TASKS AND EXERCISES:
[A] Rewrite the essay on Dunn's poetry from "Dunn, I think, is" to "Circus of Needs.", changing "excavation sites" to "dig sites".
[B] According to the essay on Dunn's poetry, in which collection did "Essay on the Personal" appear?

SOURCE EXTRACT:
________
At the end of Dunn’s poem “Introduction to the 20th Century,” he writes, “In difficult times, we come to understand, / it’s the personal and only the personal matters” (83). I think that is a good summary of part of Dunn’s poetry, but there’s more which I’ll I get to in a moment. I also think these lines speak to contemporary American poetry, in general, especially when this poem is read, on one level, as an allegorical history of 20th century Anglo-American poetry. The first stanza traces the metronomic meters and Edwardian poetic imagery of early 20th century poetry to which Modernist poetry reacted. The first stanza also presents the bourgeois sensibility that was beginning to develop at the same time. The next stanza introduces a modernity of people working for “hours, days, weeks,” as well as the rise of city life with its subways. Then there’s the hint of the poets who “felt they had a say in the universe,” as the poet of Modernism felt he/she was a hero doing the important work of saving culture. And so the poets create “a rhythm and a hunch, something local / we could possibly trust.” They created free verse, new localities, and something to believe in. Part of Modernism poetry is the move away from temporality, or causality and the narrative flow of time, and the move towards the place, especially the juxtaposition of places to represent the poly-perspectives of reality, which is best evidenced with Cubism. And then Dunn’s poem arrives at the personal of contemporary American poetry. And when I think about this some more, especially in relation to Dunn, I find the personal also means less hermeneutic. When I read a poem between around 1914ish to 1945ish (the time of Modernism), I feel like a lot of work has to be done to read and understand those poems. I have to look up allusions, look up etymologies, scan quantitative and qualitative rhythms, and, in essence, I almost feel like I’m measuring poetry for how good it is. After 1945, I feel less of that, especially with Dunn.

Dunn, I think, is concentrated on choosing words and putting them in the most evocative and/or effective order, but he’s also creating experiences but not excavation sites. The reader doesn’t have to dwell on each word and dig layers down into the poem. The reader just needs to experience the poem of the personal level that is filled with detail, and then think about what it means to have inhabited that experience. Dunn’s language is easy to follow, but it’s certainly tight.

I think one way to look at Dunn’s poetry, in general, is too look at “Essay on the Personal” (139), which appeared in Not Dancing from 1984, six years after “Introduction to the 20th Century,” which appeared in A Circus of Needs.

     Essay on the Personal

     Because finally the personal
     is all that matters,
     we spend years describing stones,
     chairs, abandoned farmhouses –
     until we’re ready. Always
     it’s a matter of precision,
     what it feels like
     to kiss someone or to walk
     out the door. How good it was
     to practice on stones
     which were things we could love
     without weeping over. How good
     someone else abandoned the farmhouse,
     bankrupt and desperate.
     Now we can bring a fine edge
     to our parents. We can hold hurt
     up to the sun for examination.
     But just when we think we have it,
     the personal goes the way of
     belief. What seemed so deep
     begins to seem naive, something
     that could be trusted
     because we hadn’t read Plato
     or held two contradictory ideas
     or women in the same day.
     Love, then, becomes an old movie.
________
DATA EXTRACT:

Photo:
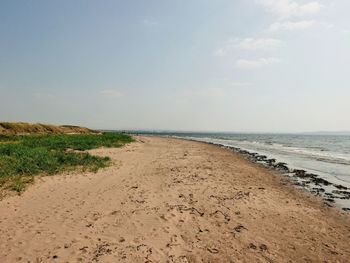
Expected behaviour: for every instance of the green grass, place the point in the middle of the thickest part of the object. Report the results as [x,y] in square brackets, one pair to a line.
________
EXERCISE SOLUTIONS:
[A]
Dunn, I think, is concentrated on choosing words and putting them in the most evocative and/or effective order, but he’s also creating experiences but not dig sites. The reader doesn’t have to dwell on each word and dig layers down into the poem. The reader just needs to experience the poem of the personal level that is filled with detail, and then think about what it means to have inhabited that experience. Dunn’s language is easy to follow, but it’s certainly tight.

I think one way to look at Dunn’s poetry, in general, is too look at “Essay on the Personal” (139), which appeared in Not Dancing from 1984, six years after “Introduction to the 20th Century,” which appeared in A Circus of Needs.

[B] Not Dancing, from 1984.